- Listed entries:
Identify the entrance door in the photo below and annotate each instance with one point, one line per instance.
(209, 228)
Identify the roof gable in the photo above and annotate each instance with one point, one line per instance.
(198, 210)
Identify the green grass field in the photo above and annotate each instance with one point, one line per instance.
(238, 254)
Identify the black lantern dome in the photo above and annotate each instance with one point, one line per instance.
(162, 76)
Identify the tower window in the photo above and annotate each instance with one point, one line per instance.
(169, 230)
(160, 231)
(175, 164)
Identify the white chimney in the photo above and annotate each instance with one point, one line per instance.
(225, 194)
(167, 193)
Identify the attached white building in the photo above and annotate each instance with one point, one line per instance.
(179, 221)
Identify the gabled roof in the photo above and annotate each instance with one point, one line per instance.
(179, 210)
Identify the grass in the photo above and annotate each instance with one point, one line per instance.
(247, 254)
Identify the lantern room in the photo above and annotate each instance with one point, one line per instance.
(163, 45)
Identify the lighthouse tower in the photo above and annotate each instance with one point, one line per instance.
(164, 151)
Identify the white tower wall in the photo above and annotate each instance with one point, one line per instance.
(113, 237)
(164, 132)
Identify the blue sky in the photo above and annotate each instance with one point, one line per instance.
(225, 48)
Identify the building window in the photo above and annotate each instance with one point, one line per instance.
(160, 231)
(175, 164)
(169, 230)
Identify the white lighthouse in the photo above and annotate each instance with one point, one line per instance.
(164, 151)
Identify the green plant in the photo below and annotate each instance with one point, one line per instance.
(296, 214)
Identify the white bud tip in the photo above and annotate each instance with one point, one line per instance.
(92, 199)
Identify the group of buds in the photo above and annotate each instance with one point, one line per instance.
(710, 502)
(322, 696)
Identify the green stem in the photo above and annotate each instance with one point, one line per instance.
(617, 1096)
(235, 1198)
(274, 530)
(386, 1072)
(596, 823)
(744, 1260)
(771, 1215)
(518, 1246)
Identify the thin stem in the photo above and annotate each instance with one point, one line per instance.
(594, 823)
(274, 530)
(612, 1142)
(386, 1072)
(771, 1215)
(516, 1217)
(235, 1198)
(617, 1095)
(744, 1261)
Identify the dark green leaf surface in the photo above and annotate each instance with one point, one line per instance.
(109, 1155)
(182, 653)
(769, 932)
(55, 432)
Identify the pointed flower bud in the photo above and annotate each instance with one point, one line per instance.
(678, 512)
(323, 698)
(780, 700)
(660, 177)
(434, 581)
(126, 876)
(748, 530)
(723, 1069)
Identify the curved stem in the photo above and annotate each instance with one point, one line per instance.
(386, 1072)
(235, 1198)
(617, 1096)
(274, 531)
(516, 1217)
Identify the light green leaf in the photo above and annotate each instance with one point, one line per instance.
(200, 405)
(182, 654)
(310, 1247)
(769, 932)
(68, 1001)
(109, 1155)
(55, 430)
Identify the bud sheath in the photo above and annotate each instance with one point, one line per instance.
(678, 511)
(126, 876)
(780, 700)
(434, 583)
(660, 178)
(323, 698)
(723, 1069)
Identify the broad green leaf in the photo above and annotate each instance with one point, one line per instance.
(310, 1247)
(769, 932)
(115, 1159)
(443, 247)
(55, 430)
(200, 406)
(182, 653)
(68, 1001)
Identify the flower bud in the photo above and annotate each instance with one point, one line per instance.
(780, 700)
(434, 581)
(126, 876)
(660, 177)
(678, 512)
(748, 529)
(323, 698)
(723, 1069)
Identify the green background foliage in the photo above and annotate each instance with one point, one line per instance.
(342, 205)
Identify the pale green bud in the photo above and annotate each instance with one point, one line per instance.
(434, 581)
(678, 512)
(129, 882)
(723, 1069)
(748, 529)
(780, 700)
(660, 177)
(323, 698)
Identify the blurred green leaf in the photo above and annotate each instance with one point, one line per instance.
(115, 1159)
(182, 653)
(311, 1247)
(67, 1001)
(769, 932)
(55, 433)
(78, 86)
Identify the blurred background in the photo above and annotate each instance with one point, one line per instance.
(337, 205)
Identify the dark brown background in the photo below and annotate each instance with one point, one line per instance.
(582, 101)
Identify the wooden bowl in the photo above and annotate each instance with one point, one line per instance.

- Exercise task:
Present the stretch of the material from the line containing "Identify the green stem" through the line containing "(744, 1261)" as a Markdown table with the columns No. and Entry, placing each line's sequence number under No. and the line under Entry and omitting blank lines.

- Response for this exercise:
| No. | Entry |
|---|---|
| 1 | Identify the green stem in the photo above and annotate each instance with one point, one line per instance. |
| 2 | (617, 1096) |
| 3 | (235, 1198) |
| 4 | (274, 530) |
| 5 | (386, 1072) |
| 6 | (596, 823) |
| 7 | (744, 1260) |
| 8 | (771, 1215) |
| 9 | (518, 1246) |
| 10 | Identify the thin stem in the photo above and annotate each instance with one point, one line per instance. |
| 11 | (594, 823) |
| 12 | (274, 530) |
| 13 | (612, 1142) |
| 14 | (386, 1072) |
| 15 | (771, 1215) |
| 16 | (516, 1217) |
| 17 | (235, 1198) |
| 18 | (617, 1095) |
| 19 | (744, 1261) |